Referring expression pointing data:
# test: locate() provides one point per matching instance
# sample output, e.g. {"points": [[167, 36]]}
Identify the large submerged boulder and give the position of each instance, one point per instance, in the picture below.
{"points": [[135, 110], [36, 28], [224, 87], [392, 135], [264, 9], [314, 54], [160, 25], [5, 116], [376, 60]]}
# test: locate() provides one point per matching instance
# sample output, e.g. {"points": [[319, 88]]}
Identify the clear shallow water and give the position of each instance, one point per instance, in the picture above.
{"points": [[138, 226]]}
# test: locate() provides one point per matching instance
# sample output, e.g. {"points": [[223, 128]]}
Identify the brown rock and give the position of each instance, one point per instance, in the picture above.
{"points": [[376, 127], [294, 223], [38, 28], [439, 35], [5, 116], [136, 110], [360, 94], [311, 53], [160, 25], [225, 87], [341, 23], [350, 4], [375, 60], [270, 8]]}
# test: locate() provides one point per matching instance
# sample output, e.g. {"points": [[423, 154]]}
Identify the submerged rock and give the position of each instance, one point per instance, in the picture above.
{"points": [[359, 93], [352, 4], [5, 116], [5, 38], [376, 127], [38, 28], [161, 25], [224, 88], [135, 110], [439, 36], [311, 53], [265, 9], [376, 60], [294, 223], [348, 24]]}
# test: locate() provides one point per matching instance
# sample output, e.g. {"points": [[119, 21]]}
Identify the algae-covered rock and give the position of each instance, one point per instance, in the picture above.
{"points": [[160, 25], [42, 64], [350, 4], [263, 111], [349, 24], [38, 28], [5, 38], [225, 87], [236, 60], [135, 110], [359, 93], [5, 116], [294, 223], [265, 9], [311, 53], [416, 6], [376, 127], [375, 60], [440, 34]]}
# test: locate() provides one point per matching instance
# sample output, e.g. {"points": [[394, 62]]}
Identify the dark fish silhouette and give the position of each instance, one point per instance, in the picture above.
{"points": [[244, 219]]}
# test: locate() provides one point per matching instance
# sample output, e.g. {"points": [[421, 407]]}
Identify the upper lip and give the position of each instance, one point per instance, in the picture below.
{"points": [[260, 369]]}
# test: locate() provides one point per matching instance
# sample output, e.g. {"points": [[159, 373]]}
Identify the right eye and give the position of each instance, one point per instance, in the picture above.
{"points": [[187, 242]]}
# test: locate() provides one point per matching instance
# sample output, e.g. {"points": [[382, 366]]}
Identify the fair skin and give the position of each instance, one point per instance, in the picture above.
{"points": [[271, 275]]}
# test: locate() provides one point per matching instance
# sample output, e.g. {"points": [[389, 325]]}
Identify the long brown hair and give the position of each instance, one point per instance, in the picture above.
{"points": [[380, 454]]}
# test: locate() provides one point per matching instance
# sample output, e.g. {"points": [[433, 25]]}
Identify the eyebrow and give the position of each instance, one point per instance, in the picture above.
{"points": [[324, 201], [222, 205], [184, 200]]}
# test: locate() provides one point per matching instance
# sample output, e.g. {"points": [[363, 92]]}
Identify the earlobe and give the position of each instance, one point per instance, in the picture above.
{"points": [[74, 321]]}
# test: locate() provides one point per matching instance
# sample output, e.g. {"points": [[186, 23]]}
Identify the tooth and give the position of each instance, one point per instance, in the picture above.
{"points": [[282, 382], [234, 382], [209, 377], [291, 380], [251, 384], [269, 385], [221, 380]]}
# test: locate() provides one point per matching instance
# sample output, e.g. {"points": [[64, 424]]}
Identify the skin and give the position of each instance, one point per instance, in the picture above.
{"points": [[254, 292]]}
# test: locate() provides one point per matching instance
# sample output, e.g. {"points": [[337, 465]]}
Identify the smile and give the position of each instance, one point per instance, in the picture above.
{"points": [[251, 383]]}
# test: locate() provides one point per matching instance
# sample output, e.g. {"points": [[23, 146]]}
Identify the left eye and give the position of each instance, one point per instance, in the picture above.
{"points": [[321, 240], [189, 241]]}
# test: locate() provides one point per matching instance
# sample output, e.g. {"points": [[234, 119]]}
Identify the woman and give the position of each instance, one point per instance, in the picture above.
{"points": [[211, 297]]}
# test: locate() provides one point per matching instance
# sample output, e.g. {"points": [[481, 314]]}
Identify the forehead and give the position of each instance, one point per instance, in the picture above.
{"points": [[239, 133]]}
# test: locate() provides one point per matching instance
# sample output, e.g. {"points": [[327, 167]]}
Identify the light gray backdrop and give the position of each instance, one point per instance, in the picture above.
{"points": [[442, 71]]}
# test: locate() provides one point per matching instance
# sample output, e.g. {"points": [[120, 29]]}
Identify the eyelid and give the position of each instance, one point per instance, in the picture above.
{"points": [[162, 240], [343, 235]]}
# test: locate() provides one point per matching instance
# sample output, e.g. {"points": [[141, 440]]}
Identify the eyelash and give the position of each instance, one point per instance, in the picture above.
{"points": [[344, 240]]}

Task objective: Would you write out all the records exactly as they read?

Answer for the task:
# test: locate() provides one point per matching instance
# sample output, e.g. {"points": [[167, 36]]}
Identify the large submerged boulder and give the position of each instance, one point per instance, in the picture below.
{"points": [[135, 110], [36, 28], [224, 87], [392, 135], [264, 9], [314, 54], [160, 25], [5, 116], [376, 60]]}
# test: locate() provides one point per matching instance
# sample output, e.g. {"points": [[319, 88]]}
Identify the clear shallow water and give the position of each instance, one point per instance, in the picture above.
{"points": [[138, 226]]}
# test: locate() provides one point per matching instance
# sample output, e.g. {"points": [[223, 128]]}
Identify the brown rock and give the position of each instance, one point per instance, in the picture above.
{"points": [[376, 127], [294, 223], [38, 28], [439, 35], [5, 116], [136, 110], [360, 94], [311, 53], [160, 25], [225, 87], [341, 23], [350, 4], [375, 60], [270, 8]]}
# test: locate() provides one point per matching instance
# sample output, e.g. {"points": [[423, 154]]}
Identify the submerged rock and give the position of each instance, one point per instance, in the picture above.
{"points": [[359, 93], [352, 4], [5, 116], [5, 38], [376, 127], [38, 28], [161, 25], [224, 88], [135, 110], [439, 36], [311, 53], [265, 9], [376, 60], [294, 223], [348, 24]]}
# test: locate() provides one point per matching instance
# sample output, e.g. {"points": [[119, 21]]}
Identify the algae-covered rock and give the position of each instance, one point per instance, in the picture above.
{"points": [[160, 25], [42, 64], [350, 4], [263, 111], [349, 24], [38, 28], [5, 38], [225, 87], [236, 60], [135, 110], [359, 93], [5, 116], [294, 223], [265, 9], [311, 53], [416, 6], [376, 127], [375, 60], [440, 34]]}
# test: locate() provides one point per matching instance
# sample output, e.g. {"points": [[394, 62]]}
Identify the dark fish silhouette and give the position of each instance, one point per instance, in the picture above.
{"points": [[244, 219]]}
# test: locate() provides one point per matching instance
# sample output, e.g. {"points": [[421, 407]]}
Identify the upper lip and give the position of each instance, one point per instance, in the picture below.
{"points": [[260, 369]]}
# test: locate() provides one point per matching instance
# sample output, e.g. {"points": [[159, 373]]}
Identify the right eye and give the position of each instance, one point per instance, in the picture above.
{"points": [[187, 242]]}
# test: locate() provides one point per matching instance
# sample output, e.g. {"points": [[382, 366]]}
Identify the fair skin and give the position of each instance, one point per instance, in the picture above.
{"points": [[271, 275]]}
# test: locate() provides one point per matching instance
# sample output, e.g. {"points": [[389, 325]]}
Identify the long brown hair and give the position of each instance, one point per instance, in the picture above.
{"points": [[380, 454]]}
# test: locate() provides one point per matching instance
# sample output, e.g. {"points": [[433, 25]]}
Identify the eyebrow and give the position of each instance, one point per instance, in the picture above.
{"points": [[324, 201], [222, 205], [184, 200]]}
# test: locate() provides one point per matching instance
# sample output, e.g. {"points": [[363, 92]]}
Identify the earlobe and give the position of each instance, one point per instance, in the picture above.
{"points": [[74, 321]]}
# test: locate() provides one point per matching instance
# sample output, e.g. {"points": [[186, 23]]}
Identify the tooth and give the position of each instance, one point per instance, in the picture above.
{"points": [[282, 382], [234, 382], [209, 377], [291, 380], [251, 384], [269, 385], [221, 380]]}
# test: locate() provides one point per matching instance
# sample output, e.g. {"points": [[64, 424]]}
Identify the skin and give the position of each instance, one point per instance, in the picture above.
{"points": [[254, 292]]}
# test: locate() provides one point per matching instance
# sample output, e.g. {"points": [[337, 465]]}
Identify the smile and give the position of each instance, one point per instance, in the picture above.
{"points": [[251, 383]]}
# test: locate() provides one point per matching instance
# sample output, e.g. {"points": [[23, 146]]}
Identify the left eye and give the position of each instance, one point per instance, in the picture above.
{"points": [[321, 240], [189, 241]]}
# test: locate() provides one point per matching instance
# sample output, e.g. {"points": [[234, 119]]}
Identify the woman and give the position of each instance, one point per instance, in the picture above.
{"points": [[211, 297]]}
# test: locate() provides one point per matching instance
# sample output, e.g. {"points": [[481, 314]]}
Identify the forehead and give the position of each instance, one point per instance, in the picture above.
{"points": [[239, 133]]}
# test: locate() provides one point per matching instance
# sample output, e.g. {"points": [[327, 167]]}
Identify the light gray backdrop and give the position of each instance, one point per instance, in the picture above.
{"points": [[442, 71]]}
# test: locate() provides one point per matching instance
# sample output, e.g. {"points": [[120, 29]]}
Identify the eyelid and give the position of each instance, one point per instance, in the picture above.
{"points": [[162, 240], [343, 235]]}
# test: locate() provides one point per matching instance
# sample output, e.g. {"points": [[141, 440]]}
Identify the eyelash and give the position of each instance, one point per instance, in the picture above.
{"points": [[344, 240]]}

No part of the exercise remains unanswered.